=== WORK TO COMPLETE ===
Exactly the lines from the top of the records below through the one containing "the white apartment building" must be set down, with no line added or dropped.
== PROVIDED MATERIAL ==
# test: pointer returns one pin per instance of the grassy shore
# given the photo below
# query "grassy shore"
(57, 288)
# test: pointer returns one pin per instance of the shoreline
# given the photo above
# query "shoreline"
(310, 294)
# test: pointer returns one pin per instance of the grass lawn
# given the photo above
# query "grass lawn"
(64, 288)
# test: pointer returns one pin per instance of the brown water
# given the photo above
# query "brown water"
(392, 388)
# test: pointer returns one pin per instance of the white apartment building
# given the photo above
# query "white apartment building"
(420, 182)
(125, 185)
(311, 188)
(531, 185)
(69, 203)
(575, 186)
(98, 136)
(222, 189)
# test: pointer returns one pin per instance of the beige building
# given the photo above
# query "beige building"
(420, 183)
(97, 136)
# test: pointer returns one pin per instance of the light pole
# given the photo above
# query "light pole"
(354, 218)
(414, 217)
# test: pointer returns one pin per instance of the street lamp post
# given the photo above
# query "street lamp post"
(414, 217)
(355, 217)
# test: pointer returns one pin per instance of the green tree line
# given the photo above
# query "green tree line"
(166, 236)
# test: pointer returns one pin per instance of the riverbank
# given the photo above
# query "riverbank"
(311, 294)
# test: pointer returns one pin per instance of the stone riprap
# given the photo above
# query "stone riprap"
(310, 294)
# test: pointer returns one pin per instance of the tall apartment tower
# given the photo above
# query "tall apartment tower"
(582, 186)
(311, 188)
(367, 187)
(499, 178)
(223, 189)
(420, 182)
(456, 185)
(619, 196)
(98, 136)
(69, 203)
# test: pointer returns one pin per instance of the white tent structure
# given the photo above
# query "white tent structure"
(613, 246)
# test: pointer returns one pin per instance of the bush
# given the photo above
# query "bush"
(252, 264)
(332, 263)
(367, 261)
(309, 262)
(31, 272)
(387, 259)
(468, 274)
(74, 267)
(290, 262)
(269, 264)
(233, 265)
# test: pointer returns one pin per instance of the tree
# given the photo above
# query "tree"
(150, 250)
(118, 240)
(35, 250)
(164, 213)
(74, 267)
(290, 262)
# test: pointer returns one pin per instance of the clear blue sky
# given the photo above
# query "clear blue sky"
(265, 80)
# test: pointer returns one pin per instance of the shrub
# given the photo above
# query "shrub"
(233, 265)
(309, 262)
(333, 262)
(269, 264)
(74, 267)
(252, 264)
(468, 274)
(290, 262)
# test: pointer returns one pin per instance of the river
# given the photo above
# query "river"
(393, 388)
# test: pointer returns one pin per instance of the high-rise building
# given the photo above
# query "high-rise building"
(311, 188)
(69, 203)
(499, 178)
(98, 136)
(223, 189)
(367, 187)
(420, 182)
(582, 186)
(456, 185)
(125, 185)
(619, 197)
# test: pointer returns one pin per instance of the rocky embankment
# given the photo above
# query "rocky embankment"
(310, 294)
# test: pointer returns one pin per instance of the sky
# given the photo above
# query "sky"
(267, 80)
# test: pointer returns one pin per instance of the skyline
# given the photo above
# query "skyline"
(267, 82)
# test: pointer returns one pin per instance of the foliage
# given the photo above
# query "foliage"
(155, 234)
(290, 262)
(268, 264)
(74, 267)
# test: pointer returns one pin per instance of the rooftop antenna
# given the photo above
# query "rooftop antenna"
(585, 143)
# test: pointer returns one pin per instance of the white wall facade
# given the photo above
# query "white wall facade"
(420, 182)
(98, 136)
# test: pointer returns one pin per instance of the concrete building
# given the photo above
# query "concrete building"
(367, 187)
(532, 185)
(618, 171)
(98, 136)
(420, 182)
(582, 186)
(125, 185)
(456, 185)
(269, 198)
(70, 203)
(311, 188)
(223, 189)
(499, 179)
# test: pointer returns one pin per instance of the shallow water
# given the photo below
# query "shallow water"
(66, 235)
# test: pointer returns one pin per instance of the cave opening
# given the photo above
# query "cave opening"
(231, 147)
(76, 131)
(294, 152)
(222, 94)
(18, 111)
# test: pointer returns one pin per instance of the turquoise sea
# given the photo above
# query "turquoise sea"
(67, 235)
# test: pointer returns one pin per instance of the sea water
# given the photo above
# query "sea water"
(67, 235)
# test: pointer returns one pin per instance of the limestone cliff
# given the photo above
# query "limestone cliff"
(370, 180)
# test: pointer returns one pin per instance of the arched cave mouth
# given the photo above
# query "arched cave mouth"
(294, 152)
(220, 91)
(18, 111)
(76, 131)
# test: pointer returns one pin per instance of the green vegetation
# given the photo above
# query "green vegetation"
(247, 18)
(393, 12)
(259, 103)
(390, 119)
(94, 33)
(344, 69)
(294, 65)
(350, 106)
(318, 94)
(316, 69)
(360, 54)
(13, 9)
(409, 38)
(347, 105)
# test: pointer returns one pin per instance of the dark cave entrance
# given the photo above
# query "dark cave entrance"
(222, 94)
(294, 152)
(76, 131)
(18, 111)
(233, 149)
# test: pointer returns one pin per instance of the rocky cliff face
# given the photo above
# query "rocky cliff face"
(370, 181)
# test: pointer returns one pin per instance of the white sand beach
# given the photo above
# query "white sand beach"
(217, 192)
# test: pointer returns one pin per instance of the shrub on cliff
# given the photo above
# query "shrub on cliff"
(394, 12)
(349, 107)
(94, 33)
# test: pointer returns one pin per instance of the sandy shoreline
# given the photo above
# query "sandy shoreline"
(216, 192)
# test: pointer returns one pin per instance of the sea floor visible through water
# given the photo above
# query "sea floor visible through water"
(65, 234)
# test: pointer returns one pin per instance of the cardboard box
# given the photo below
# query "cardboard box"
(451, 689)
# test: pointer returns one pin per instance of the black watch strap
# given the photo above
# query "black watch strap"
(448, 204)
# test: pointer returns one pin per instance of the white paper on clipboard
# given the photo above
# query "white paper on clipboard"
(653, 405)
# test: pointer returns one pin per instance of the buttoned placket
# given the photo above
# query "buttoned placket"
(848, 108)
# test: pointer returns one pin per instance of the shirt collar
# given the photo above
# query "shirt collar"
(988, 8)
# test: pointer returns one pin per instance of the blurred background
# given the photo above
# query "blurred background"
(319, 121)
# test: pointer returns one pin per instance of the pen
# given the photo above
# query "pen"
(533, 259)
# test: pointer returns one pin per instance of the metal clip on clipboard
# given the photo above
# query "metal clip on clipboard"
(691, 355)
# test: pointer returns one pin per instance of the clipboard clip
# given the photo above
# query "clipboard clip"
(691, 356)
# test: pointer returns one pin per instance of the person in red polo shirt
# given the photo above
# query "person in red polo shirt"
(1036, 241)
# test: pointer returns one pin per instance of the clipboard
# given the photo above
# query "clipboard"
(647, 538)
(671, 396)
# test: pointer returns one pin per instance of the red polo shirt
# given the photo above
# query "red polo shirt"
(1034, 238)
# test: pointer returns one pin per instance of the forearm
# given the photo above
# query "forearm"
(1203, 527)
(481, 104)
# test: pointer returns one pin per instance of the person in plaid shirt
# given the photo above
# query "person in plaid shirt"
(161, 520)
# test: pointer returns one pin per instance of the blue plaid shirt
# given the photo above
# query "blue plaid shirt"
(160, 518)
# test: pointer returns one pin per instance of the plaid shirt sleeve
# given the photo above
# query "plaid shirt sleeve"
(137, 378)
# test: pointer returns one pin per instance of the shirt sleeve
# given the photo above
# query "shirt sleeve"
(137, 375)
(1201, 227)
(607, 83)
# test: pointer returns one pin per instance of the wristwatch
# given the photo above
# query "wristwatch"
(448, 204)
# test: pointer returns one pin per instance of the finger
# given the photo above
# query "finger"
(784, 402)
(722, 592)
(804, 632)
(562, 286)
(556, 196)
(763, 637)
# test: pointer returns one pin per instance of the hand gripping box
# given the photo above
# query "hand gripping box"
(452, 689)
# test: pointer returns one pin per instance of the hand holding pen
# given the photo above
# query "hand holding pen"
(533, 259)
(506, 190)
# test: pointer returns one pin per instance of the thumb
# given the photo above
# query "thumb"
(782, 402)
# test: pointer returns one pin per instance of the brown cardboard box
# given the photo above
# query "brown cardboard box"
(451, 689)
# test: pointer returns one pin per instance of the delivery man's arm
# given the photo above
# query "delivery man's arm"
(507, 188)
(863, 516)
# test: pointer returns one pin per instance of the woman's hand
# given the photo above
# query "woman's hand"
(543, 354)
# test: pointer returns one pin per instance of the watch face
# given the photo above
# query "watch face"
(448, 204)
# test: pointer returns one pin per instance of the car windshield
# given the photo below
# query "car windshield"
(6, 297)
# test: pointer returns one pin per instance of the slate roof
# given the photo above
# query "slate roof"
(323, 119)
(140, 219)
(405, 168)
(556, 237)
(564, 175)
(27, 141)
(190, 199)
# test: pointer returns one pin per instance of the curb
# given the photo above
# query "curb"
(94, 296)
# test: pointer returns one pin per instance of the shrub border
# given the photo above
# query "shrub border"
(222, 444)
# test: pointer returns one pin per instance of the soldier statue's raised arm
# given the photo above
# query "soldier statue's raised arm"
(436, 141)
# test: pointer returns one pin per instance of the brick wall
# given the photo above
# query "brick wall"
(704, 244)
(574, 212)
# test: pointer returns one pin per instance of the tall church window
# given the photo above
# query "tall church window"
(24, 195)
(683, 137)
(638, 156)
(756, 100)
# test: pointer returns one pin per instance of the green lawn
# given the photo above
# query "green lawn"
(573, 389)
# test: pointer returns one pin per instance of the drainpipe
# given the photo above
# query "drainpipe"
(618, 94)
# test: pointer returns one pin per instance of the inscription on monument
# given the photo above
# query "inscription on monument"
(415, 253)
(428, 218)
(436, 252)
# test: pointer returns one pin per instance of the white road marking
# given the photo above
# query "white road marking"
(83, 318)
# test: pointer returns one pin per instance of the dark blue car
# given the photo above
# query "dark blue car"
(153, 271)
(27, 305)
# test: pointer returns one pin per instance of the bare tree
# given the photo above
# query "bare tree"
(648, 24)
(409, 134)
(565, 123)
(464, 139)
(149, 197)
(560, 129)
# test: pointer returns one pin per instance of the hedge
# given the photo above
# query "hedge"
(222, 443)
===
=== EXERCISE OUTPUT ===
# test: pointer returns one pin per instance of the grassy shore
# given the photo below
# query "grassy shore"
(57, 288)
# test: pointer returns one pin per instance of the shoreline
# given the photo above
# query "shoreline"
(310, 294)
# test: pointer returns one pin per instance of the grass lawn
# given the photo above
# query "grass lawn"
(64, 288)
# test: pointer returns one pin per instance of the brown water
# given the photo above
# query "brown water"
(392, 388)
# test: pointer returns one pin per instance of the white apartment building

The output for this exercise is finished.